From the records below, give the number of lines that include the word "sock". Add no other words.
Segment Open
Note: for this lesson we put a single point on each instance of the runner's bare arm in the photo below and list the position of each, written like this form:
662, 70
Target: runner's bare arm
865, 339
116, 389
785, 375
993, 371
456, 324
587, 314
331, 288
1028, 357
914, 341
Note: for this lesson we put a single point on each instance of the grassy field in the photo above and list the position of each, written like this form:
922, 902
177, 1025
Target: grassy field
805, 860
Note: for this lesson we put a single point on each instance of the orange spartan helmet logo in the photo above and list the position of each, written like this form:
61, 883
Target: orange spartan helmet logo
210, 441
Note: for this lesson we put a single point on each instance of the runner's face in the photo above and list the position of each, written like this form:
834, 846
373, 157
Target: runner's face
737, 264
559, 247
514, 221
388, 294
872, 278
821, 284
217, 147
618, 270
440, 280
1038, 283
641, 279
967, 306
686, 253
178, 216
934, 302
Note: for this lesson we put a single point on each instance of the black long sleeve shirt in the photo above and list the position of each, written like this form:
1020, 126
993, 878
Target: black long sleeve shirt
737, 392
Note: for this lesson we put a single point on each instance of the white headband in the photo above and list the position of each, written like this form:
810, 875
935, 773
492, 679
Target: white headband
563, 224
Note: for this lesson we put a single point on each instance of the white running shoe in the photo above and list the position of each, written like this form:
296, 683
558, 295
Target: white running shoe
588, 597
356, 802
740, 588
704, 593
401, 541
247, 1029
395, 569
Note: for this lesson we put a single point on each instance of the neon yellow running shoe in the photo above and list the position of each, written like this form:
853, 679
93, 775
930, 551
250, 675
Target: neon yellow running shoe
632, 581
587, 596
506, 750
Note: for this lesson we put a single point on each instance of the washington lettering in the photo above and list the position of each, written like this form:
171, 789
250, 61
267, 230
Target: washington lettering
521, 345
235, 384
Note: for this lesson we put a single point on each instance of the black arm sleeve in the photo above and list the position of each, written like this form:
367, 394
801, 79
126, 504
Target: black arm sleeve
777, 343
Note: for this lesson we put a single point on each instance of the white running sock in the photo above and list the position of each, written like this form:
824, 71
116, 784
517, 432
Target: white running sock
Segment Closed
Solution for this task:
2